**Aim**
Report each line of the material below that contains the word "mountain", copying every such line in full.
======== Working data ========
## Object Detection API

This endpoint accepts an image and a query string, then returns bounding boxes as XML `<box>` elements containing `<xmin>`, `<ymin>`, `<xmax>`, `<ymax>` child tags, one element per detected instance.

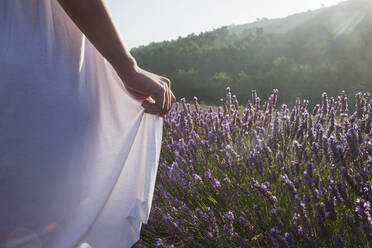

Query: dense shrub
<box><xmin>134</xmin><ymin>88</ymin><xmax>372</xmax><ymax>247</ymax></box>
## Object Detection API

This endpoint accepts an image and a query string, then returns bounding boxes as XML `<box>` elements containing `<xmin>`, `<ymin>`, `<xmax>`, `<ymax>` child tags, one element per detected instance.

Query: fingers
<box><xmin>142</xmin><ymin>77</ymin><xmax>176</xmax><ymax>117</ymax></box>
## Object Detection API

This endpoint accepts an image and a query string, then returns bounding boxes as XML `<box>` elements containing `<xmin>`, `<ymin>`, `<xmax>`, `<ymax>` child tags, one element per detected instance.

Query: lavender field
<box><xmin>134</xmin><ymin>88</ymin><xmax>372</xmax><ymax>248</ymax></box>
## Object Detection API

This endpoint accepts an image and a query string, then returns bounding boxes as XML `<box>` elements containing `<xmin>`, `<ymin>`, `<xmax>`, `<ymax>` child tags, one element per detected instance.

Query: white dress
<box><xmin>0</xmin><ymin>0</ymin><xmax>163</xmax><ymax>248</ymax></box>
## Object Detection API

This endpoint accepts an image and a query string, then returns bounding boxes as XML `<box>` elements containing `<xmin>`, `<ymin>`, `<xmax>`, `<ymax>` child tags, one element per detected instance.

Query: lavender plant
<box><xmin>134</xmin><ymin>88</ymin><xmax>372</xmax><ymax>247</ymax></box>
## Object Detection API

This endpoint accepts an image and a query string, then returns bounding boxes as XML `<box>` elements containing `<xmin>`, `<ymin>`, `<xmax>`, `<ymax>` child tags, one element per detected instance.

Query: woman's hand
<box><xmin>118</xmin><ymin>66</ymin><xmax>176</xmax><ymax>117</ymax></box>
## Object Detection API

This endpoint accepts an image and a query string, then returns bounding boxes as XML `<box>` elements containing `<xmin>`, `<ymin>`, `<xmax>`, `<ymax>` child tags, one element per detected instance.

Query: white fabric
<box><xmin>0</xmin><ymin>0</ymin><xmax>163</xmax><ymax>248</ymax></box>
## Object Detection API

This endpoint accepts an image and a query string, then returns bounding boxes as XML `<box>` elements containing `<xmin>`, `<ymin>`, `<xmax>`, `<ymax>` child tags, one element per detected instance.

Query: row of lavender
<box><xmin>135</xmin><ymin>88</ymin><xmax>372</xmax><ymax>247</ymax></box>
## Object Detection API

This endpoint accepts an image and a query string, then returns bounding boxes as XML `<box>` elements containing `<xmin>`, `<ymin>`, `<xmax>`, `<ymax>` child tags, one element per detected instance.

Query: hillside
<box><xmin>131</xmin><ymin>0</ymin><xmax>372</xmax><ymax>105</ymax></box>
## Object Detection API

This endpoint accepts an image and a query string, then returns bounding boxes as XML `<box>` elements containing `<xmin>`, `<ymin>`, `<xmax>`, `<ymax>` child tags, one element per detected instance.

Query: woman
<box><xmin>0</xmin><ymin>0</ymin><xmax>175</xmax><ymax>248</ymax></box>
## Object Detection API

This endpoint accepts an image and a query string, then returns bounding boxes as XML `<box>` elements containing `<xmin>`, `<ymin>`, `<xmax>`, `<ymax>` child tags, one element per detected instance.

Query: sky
<box><xmin>106</xmin><ymin>0</ymin><xmax>342</xmax><ymax>49</ymax></box>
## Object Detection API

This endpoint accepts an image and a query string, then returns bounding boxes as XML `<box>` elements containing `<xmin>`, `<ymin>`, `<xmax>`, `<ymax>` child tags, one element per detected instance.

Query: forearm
<box><xmin>58</xmin><ymin>0</ymin><xmax>136</xmax><ymax>73</ymax></box>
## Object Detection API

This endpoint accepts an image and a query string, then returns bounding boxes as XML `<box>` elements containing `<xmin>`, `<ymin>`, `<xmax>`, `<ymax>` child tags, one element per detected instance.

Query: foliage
<box><xmin>131</xmin><ymin>0</ymin><xmax>372</xmax><ymax>106</ymax></box>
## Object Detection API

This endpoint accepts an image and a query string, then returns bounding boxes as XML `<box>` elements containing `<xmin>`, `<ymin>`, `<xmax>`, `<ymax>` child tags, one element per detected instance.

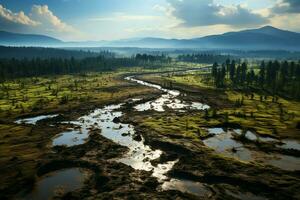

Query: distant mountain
<box><xmin>0</xmin><ymin>31</ymin><xmax>63</xmax><ymax>46</ymax></box>
<box><xmin>0</xmin><ymin>26</ymin><xmax>300</xmax><ymax>51</ymax></box>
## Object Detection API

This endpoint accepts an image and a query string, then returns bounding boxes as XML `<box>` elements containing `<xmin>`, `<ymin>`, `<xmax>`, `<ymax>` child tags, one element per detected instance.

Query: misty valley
<box><xmin>0</xmin><ymin>0</ymin><xmax>300</xmax><ymax>200</ymax></box>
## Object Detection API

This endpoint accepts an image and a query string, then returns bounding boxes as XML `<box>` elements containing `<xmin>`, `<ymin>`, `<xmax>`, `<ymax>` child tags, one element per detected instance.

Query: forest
<box><xmin>211</xmin><ymin>59</ymin><xmax>300</xmax><ymax>99</ymax></box>
<box><xmin>0</xmin><ymin>50</ymin><xmax>171</xmax><ymax>81</ymax></box>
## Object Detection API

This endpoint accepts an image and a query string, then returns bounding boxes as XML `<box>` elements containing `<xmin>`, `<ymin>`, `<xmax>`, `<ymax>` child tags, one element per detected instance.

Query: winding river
<box><xmin>17</xmin><ymin>73</ymin><xmax>300</xmax><ymax>197</ymax></box>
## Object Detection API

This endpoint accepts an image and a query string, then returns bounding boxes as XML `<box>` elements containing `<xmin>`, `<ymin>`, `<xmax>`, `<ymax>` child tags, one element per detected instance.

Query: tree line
<box><xmin>0</xmin><ymin>46</ymin><xmax>115</xmax><ymax>59</ymax></box>
<box><xmin>211</xmin><ymin>59</ymin><xmax>300</xmax><ymax>99</ymax></box>
<box><xmin>177</xmin><ymin>53</ymin><xmax>230</xmax><ymax>63</ymax></box>
<box><xmin>0</xmin><ymin>55</ymin><xmax>168</xmax><ymax>81</ymax></box>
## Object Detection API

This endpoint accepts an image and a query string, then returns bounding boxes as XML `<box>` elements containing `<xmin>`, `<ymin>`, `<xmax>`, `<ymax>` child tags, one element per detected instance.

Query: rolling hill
<box><xmin>0</xmin><ymin>26</ymin><xmax>300</xmax><ymax>51</ymax></box>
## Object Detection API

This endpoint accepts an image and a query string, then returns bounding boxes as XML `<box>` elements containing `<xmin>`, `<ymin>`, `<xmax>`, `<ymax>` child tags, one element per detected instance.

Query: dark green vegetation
<box><xmin>0</xmin><ymin>46</ymin><xmax>104</xmax><ymax>59</ymax></box>
<box><xmin>0</xmin><ymin>50</ymin><xmax>170</xmax><ymax>79</ymax></box>
<box><xmin>177</xmin><ymin>53</ymin><xmax>231</xmax><ymax>63</ymax></box>
<box><xmin>211</xmin><ymin>60</ymin><xmax>300</xmax><ymax>101</ymax></box>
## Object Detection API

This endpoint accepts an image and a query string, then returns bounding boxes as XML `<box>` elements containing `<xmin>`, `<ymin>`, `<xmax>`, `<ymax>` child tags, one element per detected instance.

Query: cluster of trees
<box><xmin>211</xmin><ymin>59</ymin><xmax>300</xmax><ymax>99</ymax></box>
<box><xmin>135</xmin><ymin>54</ymin><xmax>171</xmax><ymax>63</ymax></box>
<box><xmin>177</xmin><ymin>54</ymin><xmax>229</xmax><ymax>63</ymax></box>
<box><xmin>0</xmin><ymin>55</ymin><xmax>168</xmax><ymax>81</ymax></box>
<box><xmin>0</xmin><ymin>46</ymin><xmax>114</xmax><ymax>59</ymax></box>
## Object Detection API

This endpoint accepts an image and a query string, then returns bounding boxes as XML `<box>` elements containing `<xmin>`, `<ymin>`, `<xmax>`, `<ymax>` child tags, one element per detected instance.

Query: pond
<box><xmin>24</xmin><ymin>168</ymin><xmax>89</xmax><ymax>200</ymax></box>
<box><xmin>15</xmin><ymin>115</ymin><xmax>58</xmax><ymax>125</ymax></box>
<box><xmin>203</xmin><ymin>128</ymin><xmax>300</xmax><ymax>171</ymax></box>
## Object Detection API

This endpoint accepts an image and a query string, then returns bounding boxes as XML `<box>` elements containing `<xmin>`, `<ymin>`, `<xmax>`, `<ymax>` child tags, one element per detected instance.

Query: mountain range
<box><xmin>0</xmin><ymin>26</ymin><xmax>300</xmax><ymax>51</ymax></box>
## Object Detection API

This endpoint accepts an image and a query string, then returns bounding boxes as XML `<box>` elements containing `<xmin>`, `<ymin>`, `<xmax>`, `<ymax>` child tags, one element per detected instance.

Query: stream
<box><xmin>16</xmin><ymin>74</ymin><xmax>299</xmax><ymax>199</ymax></box>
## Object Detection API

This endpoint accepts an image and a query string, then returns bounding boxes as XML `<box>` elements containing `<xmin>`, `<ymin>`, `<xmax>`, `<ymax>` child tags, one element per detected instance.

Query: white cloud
<box><xmin>30</xmin><ymin>5</ymin><xmax>76</xmax><ymax>32</ymax></box>
<box><xmin>272</xmin><ymin>0</ymin><xmax>300</xmax><ymax>14</ymax></box>
<box><xmin>0</xmin><ymin>5</ymin><xmax>82</xmax><ymax>39</ymax></box>
<box><xmin>0</xmin><ymin>5</ymin><xmax>40</xmax><ymax>26</ymax></box>
<box><xmin>89</xmin><ymin>13</ymin><xmax>160</xmax><ymax>22</ymax></box>
<box><xmin>164</xmin><ymin>0</ymin><xmax>268</xmax><ymax>27</ymax></box>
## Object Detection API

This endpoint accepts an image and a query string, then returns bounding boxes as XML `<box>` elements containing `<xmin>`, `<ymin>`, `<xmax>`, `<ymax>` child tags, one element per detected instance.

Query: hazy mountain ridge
<box><xmin>0</xmin><ymin>26</ymin><xmax>300</xmax><ymax>51</ymax></box>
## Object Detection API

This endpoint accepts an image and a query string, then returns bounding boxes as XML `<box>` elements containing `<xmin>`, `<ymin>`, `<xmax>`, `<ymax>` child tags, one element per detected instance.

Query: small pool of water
<box><xmin>24</xmin><ymin>168</ymin><xmax>88</xmax><ymax>200</ymax></box>
<box><xmin>277</xmin><ymin>139</ymin><xmax>300</xmax><ymax>151</ymax></box>
<box><xmin>162</xmin><ymin>179</ymin><xmax>212</xmax><ymax>198</ymax></box>
<box><xmin>15</xmin><ymin>115</ymin><xmax>58</xmax><ymax>125</ymax></box>
<box><xmin>203</xmin><ymin>128</ymin><xmax>300</xmax><ymax>171</ymax></box>
<box><xmin>52</xmin><ymin>129</ymin><xmax>89</xmax><ymax>147</ymax></box>
<box><xmin>125</xmin><ymin>77</ymin><xmax>210</xmax><ymax>112</ymax></box>
<box><xmin>226</xmin><ymin>190</ymin><xmax>268</xmax><ymax>200</ymax></box>
<box><xmin>203</xmin><ymin>128</ymin><xmax>252</xmax><ymax>161</ymax></box>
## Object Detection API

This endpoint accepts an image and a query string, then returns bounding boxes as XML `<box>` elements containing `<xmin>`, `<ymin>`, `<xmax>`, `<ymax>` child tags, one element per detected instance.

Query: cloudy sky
<box><xmin>0</xmin><ymin>0</ymin><xmax>300</xmax><ymax>41</ymax></box>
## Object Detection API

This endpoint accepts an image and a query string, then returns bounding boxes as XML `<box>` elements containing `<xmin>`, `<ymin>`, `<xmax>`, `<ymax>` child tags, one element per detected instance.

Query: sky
<box><xmin>0</xmin><ymin>0</ymin><xmax>300</xmax><ymax>41</ymax></box>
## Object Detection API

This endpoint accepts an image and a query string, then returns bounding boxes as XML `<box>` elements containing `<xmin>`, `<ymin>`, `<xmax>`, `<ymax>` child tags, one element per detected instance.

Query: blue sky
========
**Completed exercise**
Query: distant mountain
Query: mountain range
Query: hazy mountain ridge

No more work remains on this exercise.